Rewrite the listing below as a numbered list, leaving out any blank lines and covering every line of the listing. Do not include the pictures in your answer.

========

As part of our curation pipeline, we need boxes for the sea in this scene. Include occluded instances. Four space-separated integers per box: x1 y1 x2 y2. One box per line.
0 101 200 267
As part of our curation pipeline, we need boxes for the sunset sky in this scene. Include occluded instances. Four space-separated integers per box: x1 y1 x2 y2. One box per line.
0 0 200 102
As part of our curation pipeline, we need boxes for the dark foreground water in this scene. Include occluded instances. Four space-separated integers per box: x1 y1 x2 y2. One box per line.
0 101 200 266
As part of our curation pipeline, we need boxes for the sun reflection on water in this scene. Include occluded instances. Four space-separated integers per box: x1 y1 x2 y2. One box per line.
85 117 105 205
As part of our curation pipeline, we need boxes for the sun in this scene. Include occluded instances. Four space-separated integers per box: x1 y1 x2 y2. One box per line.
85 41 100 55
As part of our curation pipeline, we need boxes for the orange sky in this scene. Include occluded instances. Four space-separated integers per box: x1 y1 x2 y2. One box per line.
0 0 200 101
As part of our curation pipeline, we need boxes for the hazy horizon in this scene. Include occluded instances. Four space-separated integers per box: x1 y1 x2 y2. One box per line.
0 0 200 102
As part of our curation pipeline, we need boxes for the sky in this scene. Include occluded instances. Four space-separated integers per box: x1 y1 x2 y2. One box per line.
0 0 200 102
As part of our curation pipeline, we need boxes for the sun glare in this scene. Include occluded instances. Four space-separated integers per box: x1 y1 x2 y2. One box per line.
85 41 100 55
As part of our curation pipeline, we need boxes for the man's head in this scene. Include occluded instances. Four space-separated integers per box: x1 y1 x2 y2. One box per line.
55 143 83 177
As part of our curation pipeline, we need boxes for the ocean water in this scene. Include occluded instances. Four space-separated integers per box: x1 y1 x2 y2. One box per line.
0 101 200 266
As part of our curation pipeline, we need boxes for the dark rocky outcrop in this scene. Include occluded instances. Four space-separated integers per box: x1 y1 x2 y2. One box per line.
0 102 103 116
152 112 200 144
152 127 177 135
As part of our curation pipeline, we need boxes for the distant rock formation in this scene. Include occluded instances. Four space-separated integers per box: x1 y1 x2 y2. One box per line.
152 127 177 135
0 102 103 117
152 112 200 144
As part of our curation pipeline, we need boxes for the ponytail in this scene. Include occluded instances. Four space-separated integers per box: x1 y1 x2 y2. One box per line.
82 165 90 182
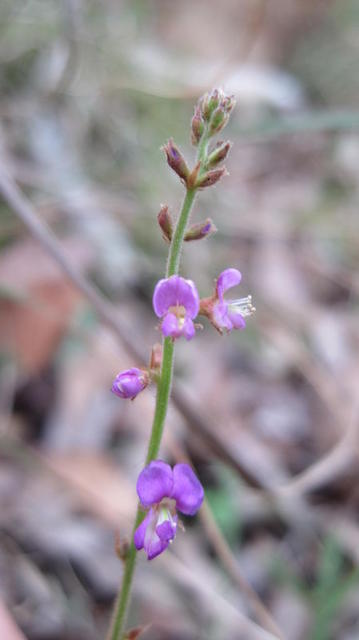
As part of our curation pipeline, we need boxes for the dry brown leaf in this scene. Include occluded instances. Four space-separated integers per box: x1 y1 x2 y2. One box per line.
0 600 26 640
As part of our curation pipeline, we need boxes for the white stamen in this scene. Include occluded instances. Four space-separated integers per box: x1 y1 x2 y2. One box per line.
228 296 256 318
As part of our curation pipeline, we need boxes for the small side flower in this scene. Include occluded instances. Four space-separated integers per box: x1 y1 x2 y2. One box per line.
111 367 150 400
134 460 204 560
153 275 199 340
200 268 255 334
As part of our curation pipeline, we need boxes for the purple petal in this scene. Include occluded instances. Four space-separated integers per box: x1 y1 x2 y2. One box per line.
171 464 204 516
136 460 173 507
144 533 170 560
133 509 153 551
156 518 177 542
111 367 148 398
161 313 181 338
217 268 242 302
228 311 246 329
153 276 199 318
181 318 196 340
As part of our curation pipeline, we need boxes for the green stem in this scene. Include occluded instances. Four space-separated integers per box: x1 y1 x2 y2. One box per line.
107 133 208 640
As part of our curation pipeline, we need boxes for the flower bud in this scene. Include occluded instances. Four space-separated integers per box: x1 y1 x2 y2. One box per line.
195 167 228 189
209 107 229 136
206 141 232 168
162 138 189 182
198 89 225 122
157 204 173 242
205 91 236 136
150 342 162 373
191 105 204 147
184 218 217 242
111 367 150 400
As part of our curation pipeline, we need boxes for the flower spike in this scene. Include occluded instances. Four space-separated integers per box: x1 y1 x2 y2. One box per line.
162 138 189 184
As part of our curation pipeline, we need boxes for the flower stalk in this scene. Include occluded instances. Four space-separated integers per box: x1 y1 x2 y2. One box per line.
107 90 242 640
107 131 208 640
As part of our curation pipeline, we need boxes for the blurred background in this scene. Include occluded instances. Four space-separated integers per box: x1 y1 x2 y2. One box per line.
0 0 359 640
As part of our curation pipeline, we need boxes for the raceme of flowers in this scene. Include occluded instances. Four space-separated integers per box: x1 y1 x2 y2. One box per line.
112 89 255 560
112 268 255 400
134 460 204 560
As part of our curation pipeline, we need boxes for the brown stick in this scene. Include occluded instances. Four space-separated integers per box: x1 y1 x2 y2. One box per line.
0 166 261 488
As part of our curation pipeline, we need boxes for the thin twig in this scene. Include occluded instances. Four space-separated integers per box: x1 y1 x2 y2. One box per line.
0 166 262 489
166 434 284 640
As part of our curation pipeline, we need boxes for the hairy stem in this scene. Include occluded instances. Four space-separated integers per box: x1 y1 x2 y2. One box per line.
107 134 208 640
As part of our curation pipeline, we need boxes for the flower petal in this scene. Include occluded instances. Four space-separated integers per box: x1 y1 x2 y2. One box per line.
213 301 233 331
181 318 196 340
133 509 153 551
153 275 199 318
144 533 170 560
136 460 173 507
161 313 181 338
171 463 204 516
111 367 148 399
216 268 242 302
228 311 246 329
156 519 177 542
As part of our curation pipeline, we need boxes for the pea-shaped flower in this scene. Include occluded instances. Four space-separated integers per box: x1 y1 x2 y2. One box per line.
111 367 149 400
134 460 204 560
200 268 255 333
153 276 199 340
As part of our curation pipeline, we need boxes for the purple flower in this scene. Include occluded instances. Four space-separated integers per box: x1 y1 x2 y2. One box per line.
153 276 199 340
134 460 204 560
200 268 255 333
111 367 149 400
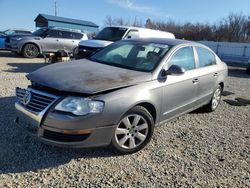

========

→ **SOLUTION FOR THIS PROBLEM**
1. As part of our curation pipeline, we need boxes for the sea in this scene. Include occluded instances. Four space-separated integers per box: x1 y1 x2 y2. One box per line.
2. 0 101 200 267
3. As part of our curation pipeline, we need boxes for the sunset sky in this scene. Include occluded instances. Four space-separated integers per box: x1 y1 x2 y2. One box per line.
4. 0 0 200 102
5. As part of our curation pipeline, we need boxes for the dark foreground water in this scene. Include occluded instances. Four space-separated integers per box: x1 y1 x2 y2. One box per line.
6. 0 101 200 266
7. As part of our curation pipeline, we need boxes for the sun reflection on water in this scene. Include occluded instances. Four space-separated integers per box: x1 y1 x2 y2. One box per line.
8. 85 117 105 205
9. As part of our curation pipeline, we need boxes for the sun in this scene. Include occluded instances. Four space-separated integers per box: x1 y1 x2 y2. One box per line.
10. 85 41 100 55
11. As part of our curation pipeline, we need boxes for the orange sky in this scene. Include occluded instances. Four space-separated integers per box: x1 y1 x2 y2. One box per line.
12. 0 0 200 101
13. As part of our curation pipeline, we need boxes for the hazy horizon in this scene. Include occluded instances. Four space-separated integers per box: x1 y1 x2 y2. One box per line.
14. 0 0 200 102
15. As part of our curation pipeline, we need boxes for the sky in this scene. Include occluded instances. Four space-separated integers per box: x1 y1 x2 y2. One box per line.
16. 0 0 200 102
17. As part of our curation pipeline, we need boxes for the sun glare in this scene. Include occluded instances. Four space-separated integers per box: x1 y1 x2 y2. One box per line.
18. 85 41 100 55
19. As part of our curation pipeline, we need boxes for the man's head in this scene. Include occluded instances. Four space-separated integers per box: x1 y1 x2 y2. One box per line.
20. 55 143 83 177
21. As part of our curation pipeline, we need boxes for the ocean water in this scene. Include occluded instances. Four space-separated integers per box: x1 y1 x2 y2. One box per line.
22. 0 101 200 266
23. As part of our curation pipeline, we need boxes for the dark rocky outcrop in this scene. Include occluded instances. Four space-separated integers per box: x1 y1 x2 y2. One box per line.
24. 0 102 103 116
25. 152 112 200 144
26. 152 127 177 135
27. As part of our curation pipeline, we need boxes for the distant rock formation in this scene. Include occluded instances. Four space-separated integers per box: x1 y1 x2 y2. One box per line.
28. 152 127 177 135
29. 0 102 103 117
30. 152 112 200 144
31. As part of our curation pipeline, we need boxes for the ponytail in this scene. Include occluded instances. Four space-separated integers per box: x1 y1 x2 y2. One box per line.
32. 82 165 90 182
33. As part of our curation pipeline, we need boxes for the dry brown leaf in this scene. Include occluded instances. Four space-separated integers per box: x1 y1 x2 y2. One box per line.
34. 0 600 26 640
35. As part of our curation pipeline, we need boxes for the white stamen in this scene. Include occluded instances. Four space-separated integers per box: x1 y1 x2 y2. One box per line.
36. 228 296 256 318
37. As part of our curation pipeline, we need boxes for the small side flower in this scene. Include occluded instances. Four space-separated integers per box: x1 y1 x2 y2. One box per line.
38. 111 367 150 400
39. 134 460 204 560
40. 153 275 199 340
41. 200 268 255 334
42. As part of our curation pipeline, we need boxes for the purple petal in this scene. Include occluded instances. Four space-separated integers per box: x1 y1 x2 y2. One box per line.
43. 171 464 204 516
44. 136 460 173 507
45. 144 533 170 560
46. 133 509 153 551
47. 156 518 177 542
48. 111 367 148 398
49. 161 313 181 338
50. 217 268 242 302
51. 228 311 246 329
52. 153 276 199 318
53. 181 318 196 340
54. As part of our curation pipeline, we need boxes for the green stem in this scene. Include occluded instances. Four space-separated integers per box: x1 y1 x2 y2. One box per line.
55. 107 133 208 640
56. As part of our curation pipeline, we need boxes for the flower bud in this scene. Include occluded instances. Four space-separated integers per box: x1 y1 x2 y2. One box per line.
57. 195 167 228 189
58. 209 107 229 136
59. 206 141 232 168
60. 162 138 189 182
61. 198 89 225 122
62. 157 204 173 242
63. 205 91 236 136
64. 150 342 162 373
65. 191 105 204 147
66. 184 218 217 242
67. 111 367 150 400
68. As part of our curation pipeline, we need boxes for the flower spike in this scene. Include occluded instances. Four space-separated integers per box: x1 y1 x2 y2. One box per line.
69. 162 138 189 184
70. As part of our curation pipeline, we need boxes for the flower stalk in this scene. Include occluded instances. Four space-separated integers per box: x1 y1 x2 y2. One box per line.
71. 107 90 242 640
72. 107 131 208 640
73. As part of our curation pipeline, we need boxes for the blurred background in this scene. Include occluded instances. Four space-separated integers per box: x1 y1 x2 y2. One box per line.
74. 0 0 359 640
75. As part of our curation pipeline, we need boxes for the raceme of flowers in this scene. Include occluded instances. Four space-separated integers per box: x1 y1 x2 y2. One box per line.
76. 112 89 255 560
77. 112 268 255 400
78. 134 460 204 560
79. As part of our curation pipeline, we need boxes for the brown stick in this scene. Include occluded instances. Four space-separated integers per box: x1 y1 x2 y2. One box per line.
80. 0 166 261 488
81. As part of our curation pipeline, we need boxes for the thin twig in this scene. Include occluded instances. Four space-separated integers per box: x1 y1 x2 y2. One box per line.
82. 0 166 262 489
83. 166 434 284 640
84. As part of our curation pipeline, we need boxes for the hairy stem in this scene. Include occluded instances. Four space-separated integers per box: x1 y1 x2 y2. One box per line.
85. 107 134 208 640
86. As part of our curation pipeline, we need boxes for the flower petal in this scene. Include occluded instances. Four space-separated integers per box: x1 y1 x2 y2. One box per line.
87. 213 301 233 331
88. 181 318 196 340
89. 133 509 153 551
90. 153 275 199 318
91. 144 533 170 560
92. 136 460 173 507
93. 161 313 181 338
94. 171 463 204 516
95. 111 367 148 399
96. 216 268 242 302
97. 228 311 246 329
98. 156 519 177 542
99. As part of our curation pipeline, we need boxes for the pea-shaped flower in this scene. Include occluded instances. Four space-separated integers per box: x1 y1 x2 y2. One box per line.
100. 111 367 149 400
101. 134 460 204 560
102. 200 268 255 333
103. 153 276 199 340
104. As part of our curation pipeline, we need boxes for the purple flower in this scene. Include occluded instances. Four space-separated integers per box: x1 y1 x2 y2. One box per line.
105. 153 276 199 340
106. 134 460 204 560
107. 200 268 255 333
108. 111 367 149 400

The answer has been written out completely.